Es gibt in der Walliser-Schweiz aber auch einen Basler-Teil…

«Ja. Zu Ehren von Selmeli Ratti. Das Popcorn-Selmeli, wie es die Basler genannt haben, hat sicher über 600 Reisen mit Bedürftigen oder Behinderten zu uns unternommen. Eines Tages stand es einfach da – in seiner Basler Tracht. Und mit der unverkennbar scherbelnden Stimme: «Wo isch dr Chef?!»

Mein Bruder wurde gerufen. Und Selmeli zeigte auf seinen alten Autobus: «Das sind alles Behinderte – willst du ­denen eine Freude machen …?»

«Das war der Anfang einer grossen Freundschaft. Im letzten Jahr, mit 94 Jahren, hat es uns das letzte Mal besucht. Ich bin mir nicht sicher, ob es alles noch mitbekommen hat – wir haben Selmeli in sein Haus mit den alten Puppen und den wunderbaren Puppenkleidern, die es uns ­überlassen hat, geführt. Es sass in seinem Rollstuhl. Und in seinem Gesicht war ein Lächeln. Es hat uns alle unglaublich berührt – das Selmeli ist ein Stück unserer Europa-Park-Geschichte…»

Man sagt der Europa-Park sei heute mit fast fünf Millionen Besuchern pro Jahr das meistbesuchte Tourismusziel in Deutschland?

«Nun. Stimmt nicht ganz. Das zweitmeiste. Der Kölner Dom steht an erster Stelle…»

Nun gut – aber ihr seid der besucherstärkste saisonale Freizeitpark weltweit.

«Ja. Das stimmt. Natürlich gibt es das Tivoli, den Prater in Wien, den Luna-Park in Rom – aber das sind Städte-Parks. Zu uns reisen die Leute extra hin. Das ist der Unterschied. Und wenn sie hierher kommen, wollen sie auch etwas länger bleiben. Deshalb haben wir fünf Vier-Sterne-Hotels und ein Camp-Ressort gebaut. So können 4500 Gäste übernachten…»

Wie hoch ist die Auslastung?

«Über 90 Prozent...»

Das sind Zahlen, von denen andere Hoteliers träumen.

«… es bringt aber auch einen enormen Erwartungsdruck mit sich. Wir müssen jede Saison zwischen November und ­Ostern frisch renovieren. Der Verschleiss ist recht hoch. Die Touristen, die uns besuchen, erwarten eine Märchenwelt, in der alles perfekt funktioniert...»

Dazu braucht es viele, viele Hände…

«Ja. Über 3500 Angestellte während einer Saison mit Saisonarbeitern, dazu rund hundert Auszubildende – wir sind dennoch eine grosse, kleine Familie. Alle ziehen am selben Strang. Familienmitglieder und Mitarbeiter. Deshalb wohnen wir auch hier auf dem Gelände … mein Bruder mit seiner Familie, ich mit meiner. Wir wollten das auch nie anders. Wir haben das von zu Hause so mitbekommen…»

Und das heisst?

▬▬▬▬▬▬▬▬▬▬

▸ **AUFGABE 1**
Gib aus dem Interview zum Europa-Park wortgetreu den Abschnitt aus, der mit den Worten „Man sagt der“ beginnt und mit „saisonale Freizeitpark weltweit.“ endet.

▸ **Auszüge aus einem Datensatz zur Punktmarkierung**
▬▬▬▬▬▬▬▬▬▬

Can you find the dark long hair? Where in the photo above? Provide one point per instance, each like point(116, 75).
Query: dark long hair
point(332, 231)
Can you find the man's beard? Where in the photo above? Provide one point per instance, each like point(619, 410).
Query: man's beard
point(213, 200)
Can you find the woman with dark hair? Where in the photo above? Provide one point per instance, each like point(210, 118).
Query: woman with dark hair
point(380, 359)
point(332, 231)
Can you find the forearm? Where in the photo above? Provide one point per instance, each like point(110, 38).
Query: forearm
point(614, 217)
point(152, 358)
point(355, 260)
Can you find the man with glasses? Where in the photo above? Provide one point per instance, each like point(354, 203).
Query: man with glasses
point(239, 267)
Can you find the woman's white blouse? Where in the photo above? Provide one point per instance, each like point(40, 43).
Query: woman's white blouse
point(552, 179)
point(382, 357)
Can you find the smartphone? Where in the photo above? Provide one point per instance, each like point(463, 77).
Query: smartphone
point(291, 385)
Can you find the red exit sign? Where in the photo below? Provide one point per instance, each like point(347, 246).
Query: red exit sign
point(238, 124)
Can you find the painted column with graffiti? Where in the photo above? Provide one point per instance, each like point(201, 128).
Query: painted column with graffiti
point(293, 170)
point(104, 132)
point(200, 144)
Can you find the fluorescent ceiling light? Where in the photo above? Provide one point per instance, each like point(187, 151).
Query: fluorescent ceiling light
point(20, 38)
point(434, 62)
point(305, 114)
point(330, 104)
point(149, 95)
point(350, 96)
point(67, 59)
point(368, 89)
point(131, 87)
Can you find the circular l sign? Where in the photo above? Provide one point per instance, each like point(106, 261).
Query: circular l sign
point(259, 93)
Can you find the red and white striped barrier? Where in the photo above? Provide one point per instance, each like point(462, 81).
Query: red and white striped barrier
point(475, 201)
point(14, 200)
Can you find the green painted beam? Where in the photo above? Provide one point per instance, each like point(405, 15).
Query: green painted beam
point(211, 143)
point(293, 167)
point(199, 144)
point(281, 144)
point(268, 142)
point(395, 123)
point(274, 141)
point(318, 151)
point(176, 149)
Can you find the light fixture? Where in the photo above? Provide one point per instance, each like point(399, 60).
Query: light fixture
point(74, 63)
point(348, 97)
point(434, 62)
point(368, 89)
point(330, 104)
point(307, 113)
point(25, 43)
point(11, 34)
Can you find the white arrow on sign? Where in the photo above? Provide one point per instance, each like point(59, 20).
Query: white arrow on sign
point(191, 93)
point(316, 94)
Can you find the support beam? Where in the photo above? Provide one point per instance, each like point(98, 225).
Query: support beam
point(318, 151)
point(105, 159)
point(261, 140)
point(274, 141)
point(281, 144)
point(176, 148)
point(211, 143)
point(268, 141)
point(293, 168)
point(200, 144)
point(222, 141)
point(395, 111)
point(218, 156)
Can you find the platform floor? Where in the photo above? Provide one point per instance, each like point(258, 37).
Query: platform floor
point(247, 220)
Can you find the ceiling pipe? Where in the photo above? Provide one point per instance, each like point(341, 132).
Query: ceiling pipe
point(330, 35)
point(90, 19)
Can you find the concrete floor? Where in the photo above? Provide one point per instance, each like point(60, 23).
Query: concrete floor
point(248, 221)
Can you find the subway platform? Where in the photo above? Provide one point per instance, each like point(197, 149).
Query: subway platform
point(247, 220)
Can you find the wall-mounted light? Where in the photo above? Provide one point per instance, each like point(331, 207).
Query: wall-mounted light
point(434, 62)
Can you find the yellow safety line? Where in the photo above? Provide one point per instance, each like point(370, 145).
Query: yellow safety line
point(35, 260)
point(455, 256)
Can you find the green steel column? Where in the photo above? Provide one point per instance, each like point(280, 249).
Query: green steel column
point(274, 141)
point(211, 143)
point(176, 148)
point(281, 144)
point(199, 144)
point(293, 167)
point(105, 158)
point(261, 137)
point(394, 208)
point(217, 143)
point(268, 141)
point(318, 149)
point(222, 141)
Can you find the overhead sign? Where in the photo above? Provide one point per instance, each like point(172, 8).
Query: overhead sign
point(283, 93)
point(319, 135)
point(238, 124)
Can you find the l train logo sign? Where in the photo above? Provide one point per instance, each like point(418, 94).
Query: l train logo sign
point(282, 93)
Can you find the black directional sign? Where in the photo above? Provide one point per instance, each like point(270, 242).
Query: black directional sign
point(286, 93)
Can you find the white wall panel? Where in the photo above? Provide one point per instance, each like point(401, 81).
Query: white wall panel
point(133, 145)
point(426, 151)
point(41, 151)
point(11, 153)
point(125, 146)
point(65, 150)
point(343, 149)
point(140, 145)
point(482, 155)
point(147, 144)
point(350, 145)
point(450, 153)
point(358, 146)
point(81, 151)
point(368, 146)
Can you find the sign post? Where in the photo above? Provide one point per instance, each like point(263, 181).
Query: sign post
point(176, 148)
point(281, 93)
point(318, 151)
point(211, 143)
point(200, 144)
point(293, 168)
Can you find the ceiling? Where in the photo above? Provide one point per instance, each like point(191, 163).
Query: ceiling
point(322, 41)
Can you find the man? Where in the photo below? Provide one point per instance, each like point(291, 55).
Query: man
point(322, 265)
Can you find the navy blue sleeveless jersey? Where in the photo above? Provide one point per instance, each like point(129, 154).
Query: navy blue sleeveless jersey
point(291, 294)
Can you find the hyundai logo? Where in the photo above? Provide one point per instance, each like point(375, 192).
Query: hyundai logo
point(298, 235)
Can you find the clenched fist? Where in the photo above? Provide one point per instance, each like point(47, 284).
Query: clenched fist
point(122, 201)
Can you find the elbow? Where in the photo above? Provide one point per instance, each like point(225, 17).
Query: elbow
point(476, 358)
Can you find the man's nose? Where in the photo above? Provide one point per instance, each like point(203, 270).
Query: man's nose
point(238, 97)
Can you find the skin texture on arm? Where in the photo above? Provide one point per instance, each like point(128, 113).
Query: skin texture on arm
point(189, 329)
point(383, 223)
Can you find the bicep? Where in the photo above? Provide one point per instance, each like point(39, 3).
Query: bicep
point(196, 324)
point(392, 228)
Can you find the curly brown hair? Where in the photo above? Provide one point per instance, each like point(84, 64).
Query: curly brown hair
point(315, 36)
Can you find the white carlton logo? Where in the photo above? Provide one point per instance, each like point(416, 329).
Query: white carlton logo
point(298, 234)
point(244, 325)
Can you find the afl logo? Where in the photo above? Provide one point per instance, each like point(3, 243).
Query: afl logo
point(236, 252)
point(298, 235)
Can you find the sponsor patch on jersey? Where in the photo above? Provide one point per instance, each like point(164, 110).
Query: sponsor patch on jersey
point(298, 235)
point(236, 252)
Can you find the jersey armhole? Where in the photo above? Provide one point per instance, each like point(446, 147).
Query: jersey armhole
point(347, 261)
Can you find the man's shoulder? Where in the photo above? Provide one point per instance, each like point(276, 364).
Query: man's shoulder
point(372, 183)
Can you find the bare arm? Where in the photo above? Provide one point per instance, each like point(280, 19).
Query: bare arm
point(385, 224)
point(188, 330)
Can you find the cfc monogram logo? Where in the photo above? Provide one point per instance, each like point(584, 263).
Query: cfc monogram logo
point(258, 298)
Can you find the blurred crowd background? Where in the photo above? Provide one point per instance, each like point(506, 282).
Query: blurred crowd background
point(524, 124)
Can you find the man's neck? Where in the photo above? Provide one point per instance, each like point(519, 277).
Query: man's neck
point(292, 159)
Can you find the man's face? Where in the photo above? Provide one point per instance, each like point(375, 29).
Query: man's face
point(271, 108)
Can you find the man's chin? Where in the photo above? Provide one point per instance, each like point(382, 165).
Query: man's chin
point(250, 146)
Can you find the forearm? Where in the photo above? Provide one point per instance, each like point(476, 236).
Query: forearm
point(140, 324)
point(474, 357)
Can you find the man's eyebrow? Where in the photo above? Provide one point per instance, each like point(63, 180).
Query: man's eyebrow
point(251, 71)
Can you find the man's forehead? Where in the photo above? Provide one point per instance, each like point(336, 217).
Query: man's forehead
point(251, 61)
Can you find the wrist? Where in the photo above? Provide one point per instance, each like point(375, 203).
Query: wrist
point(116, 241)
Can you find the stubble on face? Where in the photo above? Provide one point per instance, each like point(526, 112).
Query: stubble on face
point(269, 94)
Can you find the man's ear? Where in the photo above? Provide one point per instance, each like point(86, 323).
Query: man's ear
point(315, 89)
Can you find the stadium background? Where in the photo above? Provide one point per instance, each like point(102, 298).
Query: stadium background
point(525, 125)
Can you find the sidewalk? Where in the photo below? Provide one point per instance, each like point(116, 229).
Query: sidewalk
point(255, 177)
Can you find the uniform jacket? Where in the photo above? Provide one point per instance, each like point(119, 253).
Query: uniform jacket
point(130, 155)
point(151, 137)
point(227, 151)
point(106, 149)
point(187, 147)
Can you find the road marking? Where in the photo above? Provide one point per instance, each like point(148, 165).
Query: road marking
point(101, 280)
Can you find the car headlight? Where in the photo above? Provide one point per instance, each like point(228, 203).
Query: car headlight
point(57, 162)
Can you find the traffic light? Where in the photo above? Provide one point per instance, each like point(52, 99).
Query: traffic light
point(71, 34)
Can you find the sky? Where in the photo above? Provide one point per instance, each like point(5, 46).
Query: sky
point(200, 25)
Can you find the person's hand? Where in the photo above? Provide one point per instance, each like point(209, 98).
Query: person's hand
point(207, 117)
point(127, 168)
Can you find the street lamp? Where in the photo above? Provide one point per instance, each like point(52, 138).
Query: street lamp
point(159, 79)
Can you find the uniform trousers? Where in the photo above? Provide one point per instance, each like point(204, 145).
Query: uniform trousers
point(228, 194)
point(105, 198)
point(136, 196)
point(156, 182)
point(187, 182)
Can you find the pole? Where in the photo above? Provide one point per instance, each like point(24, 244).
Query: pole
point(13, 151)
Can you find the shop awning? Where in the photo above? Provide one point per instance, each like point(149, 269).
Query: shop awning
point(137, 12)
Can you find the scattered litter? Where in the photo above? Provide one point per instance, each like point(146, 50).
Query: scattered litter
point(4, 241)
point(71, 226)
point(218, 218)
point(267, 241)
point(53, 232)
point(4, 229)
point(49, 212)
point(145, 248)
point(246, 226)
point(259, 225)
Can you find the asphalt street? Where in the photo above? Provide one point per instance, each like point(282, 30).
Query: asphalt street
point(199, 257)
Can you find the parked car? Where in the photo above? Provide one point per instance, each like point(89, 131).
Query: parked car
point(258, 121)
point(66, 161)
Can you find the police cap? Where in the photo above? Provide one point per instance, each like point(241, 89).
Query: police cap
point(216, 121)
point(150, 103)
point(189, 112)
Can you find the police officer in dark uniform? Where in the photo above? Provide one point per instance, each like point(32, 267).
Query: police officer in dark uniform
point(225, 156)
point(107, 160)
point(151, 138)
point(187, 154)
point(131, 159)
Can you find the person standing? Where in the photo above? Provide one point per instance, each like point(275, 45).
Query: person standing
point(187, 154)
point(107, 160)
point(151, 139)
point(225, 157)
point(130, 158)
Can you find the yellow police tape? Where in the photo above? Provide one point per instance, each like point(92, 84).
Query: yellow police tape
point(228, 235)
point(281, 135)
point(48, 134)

▬▬▬▬▬▬▬▬▬▬

▸ **AUFGABE 2**
Ersetze in den Zeilen von der Zeile mit „Can you find the ceiling pipe?“ bis einschließlich der Zeile mit „point(90, 19)“ den Ausdruck „ceiling pipe“ durch „ceiling duct“ und gib nur diese Zeilen sonst unverändert wieder.

▸ **LÖSUNG 1**
Man sagt der Europa-Park sei heute mit fast fünf Millionen Besuchern pro Jahr das meistbesuchte Tourismusziel in Deutschland?

«Nun. Stimmt nicht ganz. Das zweitmeiste. Der Kölner Dom steht an erster Stelle…»

Nun gut – aber ihr seid der besucherstärkste saisonale Freizeitpark weltweit.

▸ **LÖSUNG 2**
Can you find the ceiling duct? Where in the photo above? Provide one point per instance, each like point(341, 132).
Query: ceiling duct
point(330, 35)
point(90, 19)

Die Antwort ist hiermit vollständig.